[Problem set]
1. Answer these from the AMD vs. Pentium 4 thread, one line each:
(a) Which graphics card would the first poster buy if going with the AMD?
(b) According to imported_michaelpatrick33, at what point does gaming become limited by the graphics card?
(c) How long does Mik3y suggest waiting for the nForce 4?
2. In the AMD vs. Pentium 4 thread, turn the paragraph beginning "AMD would be my choice" into a short bulleted list that keeps its main points.

[Passage]
########################################

AMD 64 3200+ vs. Intel Pentium 4 540 3.2 GHz

JasGamer

Member
Oct 25, 2004
86
0
0
Hi all.




I got a question... here it goes:





I need a new computer, and I need one soon for school/productivity. I can't really wait too long for the nForce4 to come out.

I game a lot, however I'm not an FPS maniac by any standard. I just want games such as HL2 and Doom3 to be able to smoothly play at a reasonable res with decent quality.


If I go for the P4 I will be able to get the PCi-Express 6600GT card, whereas if I go for an AMD, I will not have the PCi-Express.



By getting the 6600GT I'm able to save a hundred or so dollars off the 9800XT I'd get with the AMD...




..Which would be better off? I'm leaning towards the P4, but if the AMD will be much better to the point of offering better playability, then I might go that route.




Thanks.
 

imported_michaelpatrick33

Platinum Member
Jun 19, 2004
2,364
0
0
AMD would be my choice for it is definitely a better gaming platform until you reach 1600 x 1200 and/or AA/AF etc. where it all becomes graphic card bottleneck. The productivity would go either way depending on the application(s) used. Intel and AMD bounce back and forth here. The AMD will be cooler and have the advantage (eventually) of a 64bit Windows usage down the road. They should both give good overclocks.

The AMD PCI-ex will be here very soon, as in a few weeks, so I would not decide on PCI-ex for Intel without considering the AMD.
 

Mik3y

Banned
Mar 2, 2004
7,089
0
0
why not wait a couple weeks for amd's nforce 4 to come out? you can get pci-e then. the athlon 64 is superior to the P4 540, especially in gaming.
 

AnnoyedGrunt

Senior member
Jan 31, 2004
596
25
81
With the 6600 or 9800XT (or pro) you'd hit a GPU bottleneck before 1600x1200 IMO.

########################################

[Information provided]

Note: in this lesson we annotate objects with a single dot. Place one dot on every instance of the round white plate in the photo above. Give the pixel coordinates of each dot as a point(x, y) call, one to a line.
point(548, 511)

########################################

[Response list]
1.
(a) The 9800XT.
(b) At 1600 x 1200 and/or with AA/AF.
(c) A couple of weeks.

2.
- AMD is the better gaming platform until 1600 x 1200 and/or AA/AF, where the graphics card becomes the bottleneck.
- For productivity, either chip could come out ahead depending on the applications, since Intel and AMD trade the lead.
- The AMD runs cooler and will eventually gain from 64-bit Windows.
- Both should overclock well.